▶ **Problem to solve**
Could you print all the entries exactly?

▶ **Records supplied**
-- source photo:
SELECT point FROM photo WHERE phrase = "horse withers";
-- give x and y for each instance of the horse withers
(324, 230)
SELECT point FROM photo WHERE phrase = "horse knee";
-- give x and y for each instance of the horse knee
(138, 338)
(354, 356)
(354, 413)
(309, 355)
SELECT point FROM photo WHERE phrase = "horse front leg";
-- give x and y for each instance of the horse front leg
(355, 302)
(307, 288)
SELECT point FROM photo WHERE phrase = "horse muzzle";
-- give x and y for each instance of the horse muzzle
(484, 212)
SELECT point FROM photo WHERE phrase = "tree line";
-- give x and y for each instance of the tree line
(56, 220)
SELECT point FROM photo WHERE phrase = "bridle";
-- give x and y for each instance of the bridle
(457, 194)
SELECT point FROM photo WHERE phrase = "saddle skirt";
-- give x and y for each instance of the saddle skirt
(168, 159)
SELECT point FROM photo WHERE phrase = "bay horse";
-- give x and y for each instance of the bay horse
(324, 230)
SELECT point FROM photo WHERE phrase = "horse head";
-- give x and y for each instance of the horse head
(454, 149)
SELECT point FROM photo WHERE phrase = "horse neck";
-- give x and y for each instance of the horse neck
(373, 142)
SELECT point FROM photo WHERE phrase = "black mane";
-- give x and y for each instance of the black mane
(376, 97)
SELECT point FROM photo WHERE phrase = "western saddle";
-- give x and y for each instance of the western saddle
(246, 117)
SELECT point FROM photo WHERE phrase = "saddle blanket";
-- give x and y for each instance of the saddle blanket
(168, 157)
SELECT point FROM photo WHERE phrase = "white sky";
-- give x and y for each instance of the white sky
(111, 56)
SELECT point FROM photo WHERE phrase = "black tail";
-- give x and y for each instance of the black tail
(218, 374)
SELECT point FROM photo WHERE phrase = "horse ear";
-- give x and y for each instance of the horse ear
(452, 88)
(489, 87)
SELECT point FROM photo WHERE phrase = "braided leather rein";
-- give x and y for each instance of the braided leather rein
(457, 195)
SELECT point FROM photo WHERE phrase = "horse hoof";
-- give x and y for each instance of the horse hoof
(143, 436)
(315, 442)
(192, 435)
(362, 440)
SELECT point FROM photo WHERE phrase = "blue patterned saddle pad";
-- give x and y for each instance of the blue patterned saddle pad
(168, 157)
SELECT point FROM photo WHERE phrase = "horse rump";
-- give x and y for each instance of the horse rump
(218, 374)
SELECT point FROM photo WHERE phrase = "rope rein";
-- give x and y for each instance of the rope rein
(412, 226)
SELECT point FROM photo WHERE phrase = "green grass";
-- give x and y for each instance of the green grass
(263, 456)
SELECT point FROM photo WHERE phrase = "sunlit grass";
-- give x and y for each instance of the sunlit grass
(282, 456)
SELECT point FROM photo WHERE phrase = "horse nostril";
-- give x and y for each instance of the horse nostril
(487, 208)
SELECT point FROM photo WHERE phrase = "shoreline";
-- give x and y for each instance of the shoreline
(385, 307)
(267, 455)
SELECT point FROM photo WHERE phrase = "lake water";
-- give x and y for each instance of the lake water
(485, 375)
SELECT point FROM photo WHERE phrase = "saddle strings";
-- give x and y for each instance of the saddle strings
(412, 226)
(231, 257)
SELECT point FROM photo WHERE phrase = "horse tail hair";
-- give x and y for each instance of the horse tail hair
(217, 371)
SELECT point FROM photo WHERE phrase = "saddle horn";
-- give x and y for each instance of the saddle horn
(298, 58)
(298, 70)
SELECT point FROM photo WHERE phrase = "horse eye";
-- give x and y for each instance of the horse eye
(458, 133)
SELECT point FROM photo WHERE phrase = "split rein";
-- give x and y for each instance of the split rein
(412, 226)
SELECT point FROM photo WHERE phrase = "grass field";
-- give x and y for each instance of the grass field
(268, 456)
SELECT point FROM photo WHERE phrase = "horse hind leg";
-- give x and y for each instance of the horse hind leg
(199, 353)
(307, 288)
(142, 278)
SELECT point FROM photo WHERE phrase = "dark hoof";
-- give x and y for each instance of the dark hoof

▶ **Task response**
-- source photo:
SELECT point FROM photo WHERE phrase = "horse withers";
-- give x and y for each instance of the horse withers
(324, 230)
SELECT point FROM photo WHERE phrase = "horse knee";
-- give x and y for each instance of the horse knee
(138, 338)
(354, 356)
(354, 413)
(309, 355)
SELECT point FROM photo WHERE phrase = "horse front leg";
-- give x and y for each instance of the horse front leg
(355, 302)
(307, 288)
SELECT point FROM photo WHERE phrase = "horse muzzle";
-- give x and y for each instance of the horse muzzle
(484, 212)
SELECT point FROM photo WHERE phrase = "tree line";
-- give x and y for each instance of the tree line
(56, 220)
SELECT point FROM photo WHERE phrase = "bridle";
-- give x and y for each instance of the bridle
(457, 194)
SELECT point FROM photo WHERE phrase = "saddle skirt";
-- give x and y for each instance of the saddle skirt
(168, 159)
SELECT point FROM photo WHERE phrase = "bay horse";
-- give x and y for each instance of the bay horse
(324, 230)
SELECT point FROM photo WHERE phrase = "horse head";
-- give x and y for each instance of the horse head
(454, 149)
SELECT point FROM photo WHERE phrase = "horse neck";
-- give x and y for each instance of the horse neck
(373, 142)
SELECT point FROM photo WHERE phrase = "black mane";
-- give x and y for each instance of the black mane
(376, 97)
SELECT point FROM photo WHERE phrase = "western saddle";
-- give x and y for each instance of the western saddle
(246, 117)
SELECT point FROM photo WHERE phrase = "saddle blanket";
-- give x and y for each instance of the saddle blanket
(168, 157)
SELECT point FROM photo WHERE phrase = "white sky";
-- give x and y for each instance of the white sky
(111, 56)
SELECT point FROM photo WHERE phrase = "black tail";
-- give x and y for each instance of the black tail
(218, 374)
SELECT point FROM photo WHERE phrase = "horse ear";
-- give x and y for each instance of the horse ear
(452, 88)
(489, 87)
SELECT point FROM photo WHERE phrase = "braided leather rein";
-- give x and y for each instance of the braided leather rein
(457, 195)
SELECT point FROM photo WHERE phrase = "horse hoof";
-- give x and y for each instance of the horse hoof
(143, 436)
(315, 442)
(192, 435)
(362, 440)
SELECT point FROM photo WHERE phrase = "blue patterned saddle pad";
-- give x and y for each instance of the blue patterned saddle pad
(168, 157)
SELECT point FROM photo WHERE phrase = "horse rump";
-- give x and y for each instance of the horse rump
(218, 374)
SELECT point FROM photo WHERE phrase = "rope rein";
-- give x and y for each instance of the rope rein
(412, 226)
SELECT point FROM photo WHERE phrase = "green grass";
-- give x and y for each instance of the green grass
(263, 456)
SELECT point FROM photo WHERE phrase = "sunlit grass";
-- give x and y for each instance of the sunlit grass
(282, 456)
SELECT point FROM photo WHERE phrase = "horse nostril";
-- give x and y for each instance of the horse nostril
(487, 208)
SELECT point FROM photo WHERE phrase = "shoreline";
-- give x and y for each instance of the shoreline
(385, 307)
(267, 455)
SELECT point FROM photo WHERE phrase = "lake water";
-- give x and y for each instance of the lake water
(485, 375)
SELECT point FROM photo WHERE phrase = "saddle strings";
-- give x and y for each instance of the saddle strings
(412, 226)
(231, 257)
SELECT point FROM photo WHERE phrase = "horse tail hair";
-- give x and y for each instance of the horse tail hair
(217, 371)
SELECT point FROM photo WHERE phrase = "saddle horn";
-- give x and y for each instance of the saddle horn
(298, 58)
(298, 70)
SELECT point FROM photo WHERE phrase = "horse eye";
-- give x and y for each instance of the horse eye
(458, 133)
SELECT point FROM photo WHERE phrase = "split rein";
-- give x and y for each instance of the split rein
(412, 226)
SELECT point FROM photo WHERE phrase = "grass field";
-- give x and y for each instance of the grass field
(268, 456)
SELECT point FROM photo WHERE phrase = "horse hind leg";
-- give x and y for each instance of the horse hind leg
(199, 353)
(307, 288)
(142, 278)
SELECT point FROM photo WHERE phrase = "dark hoof";
-- give x and y for each instance of the dark hoof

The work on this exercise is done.